─── Listed entries
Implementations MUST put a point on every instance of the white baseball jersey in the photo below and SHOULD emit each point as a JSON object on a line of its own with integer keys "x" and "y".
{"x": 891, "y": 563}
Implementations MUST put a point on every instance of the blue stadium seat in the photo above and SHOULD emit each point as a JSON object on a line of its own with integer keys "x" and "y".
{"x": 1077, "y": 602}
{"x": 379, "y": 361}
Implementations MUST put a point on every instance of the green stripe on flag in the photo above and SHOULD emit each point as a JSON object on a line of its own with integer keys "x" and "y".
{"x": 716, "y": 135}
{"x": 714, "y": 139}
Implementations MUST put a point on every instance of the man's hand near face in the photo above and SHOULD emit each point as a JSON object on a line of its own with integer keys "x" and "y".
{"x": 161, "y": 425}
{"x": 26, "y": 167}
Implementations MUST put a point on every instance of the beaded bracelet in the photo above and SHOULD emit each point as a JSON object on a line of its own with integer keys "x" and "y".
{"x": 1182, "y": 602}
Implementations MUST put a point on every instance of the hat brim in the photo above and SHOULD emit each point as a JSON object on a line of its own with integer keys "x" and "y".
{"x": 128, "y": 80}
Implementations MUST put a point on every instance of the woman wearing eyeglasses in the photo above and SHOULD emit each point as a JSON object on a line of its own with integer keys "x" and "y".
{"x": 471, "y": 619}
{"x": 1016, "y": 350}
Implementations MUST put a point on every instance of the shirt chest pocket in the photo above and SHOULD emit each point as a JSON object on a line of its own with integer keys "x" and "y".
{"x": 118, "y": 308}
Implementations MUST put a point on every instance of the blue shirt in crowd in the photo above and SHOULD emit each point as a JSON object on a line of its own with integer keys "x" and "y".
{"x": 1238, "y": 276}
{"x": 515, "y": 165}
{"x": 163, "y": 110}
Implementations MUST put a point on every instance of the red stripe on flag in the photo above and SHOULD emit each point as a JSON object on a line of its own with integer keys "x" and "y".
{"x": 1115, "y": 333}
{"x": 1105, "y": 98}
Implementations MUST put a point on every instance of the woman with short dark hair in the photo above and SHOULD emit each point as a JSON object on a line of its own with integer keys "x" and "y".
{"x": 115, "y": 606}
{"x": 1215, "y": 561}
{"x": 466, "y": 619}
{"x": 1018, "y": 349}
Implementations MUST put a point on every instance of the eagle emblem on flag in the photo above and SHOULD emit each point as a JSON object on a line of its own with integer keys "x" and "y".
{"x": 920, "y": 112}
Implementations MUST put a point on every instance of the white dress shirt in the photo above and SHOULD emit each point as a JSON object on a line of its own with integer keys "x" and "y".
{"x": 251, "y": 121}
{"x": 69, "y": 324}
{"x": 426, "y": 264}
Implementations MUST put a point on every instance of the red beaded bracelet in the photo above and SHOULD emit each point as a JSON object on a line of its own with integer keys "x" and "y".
──────
**Exercise goal**
From the first line to the last, return the data exactly as written.

**Result**
Implementations MUST put a point on every instance of the white baseball jersey in the photo below and SHOULD emit each point as a JSON object on a line of its own with integer keys "x" and "y".
{"x": 891, "y": 563}
Implementations MUST put a point on every instance of the blue stadium seat in the photo above and SHOULD emit each point as a JSON object on a line of its own with integer keys "x" and "y".
{"x": 1077, "y": 602}
{"x": 379, "y": 361}
Implementations MUST put a point on every instance of the green stripe on flag in the photo above and SHOULD emit each point as a JSON object on a line of its own with integer keys "x" and "y".
{"x": 716, "y": 135}
{"x": 714, "y": 139}
Implementations MUST put a point on every instance of the man's hand near face in the photo above and SHOULD emit each point as a JSON object on a line of its own with integer keys "x" and "y".
{"x": 161, "y": 425}
{"x": 26, "y": 167}
Implementations MUST put a point on every instance of the beaded bracelet in the photo above and SHOULD emit each point as a JSON object on a line of its own with integer keys "x" and "y".
{"x": 1182, "y": 602}
Implementations MUST put a point on every instance of the hat brim in the photo above and SHOULD emit each point as a JSON object on a line of its own with integer keys "x" and "y".
{"x": 128, "y": 80}
Implementations MUST put a point on every instance of the woman wearing eyeglasses in the photo above and SHOULD emit each point as a JSON object on a line of its own with integer keys "x" and "y".
{"x": 471, "y": 619}
{"x": 1016, "y": 350}
Implementations MUST put a point on every instance of the shirt chest pocket in the photo above and SHOULD emit each point as a JSON object on a line of its own with integer keys "x" and "y".
{"x": 118, "y": 308}
Implementations MUST put a point on every instance of the blue shirt in crowd in the photo above and SHOULD emit each point as a JSON object on a line of its own with integer keys "x" and "y".
{"x": 1238, "y": 276}
{"x": 515, "y": 165}
{"x": 163, "y": 110}
Implementations MUST put a point on every instance of the red stripe on flag in the photo above and SHOULD emit each point as a JSON object on a line of its own with integer keys "x" and "y".
{"x": 1115, "y": 333}
{"x": 1105, "y": 98}
Implementations MUST put a point on every instance of the woman with short dark hair in the photo above and SHOULD emit each point as a JSON object on a line of its own with integer keys "x" and "y".
{"x": 115, "y": 606}
{"x": 1215, "y": 561}
{"x": 466, "y": 619}
{"x": 1018, "y": 349}
Implementations MUST put a point on every instance of the eagle emblem on flag in the photo above and SHOULD emit each point as a JSON object on a line of its own with integer keys "x" and "y".
{"x": 920, "y": 112}
Implementations MUST put a point on every instance of the white dress shirt in the photo above and SHOULD emit each point as a JSON object on a line of its own with integer keys "x" and "y".
{"x": 251, "y": 121}
{"x": 69, "y": 324}
{"x": 426, "y": 264}
Implementations MUST put a point on every instance of the red beaded bracelet in the photo above and SHOULD emit each point as a JSON object on a line of its own with integer keys "x" and "y".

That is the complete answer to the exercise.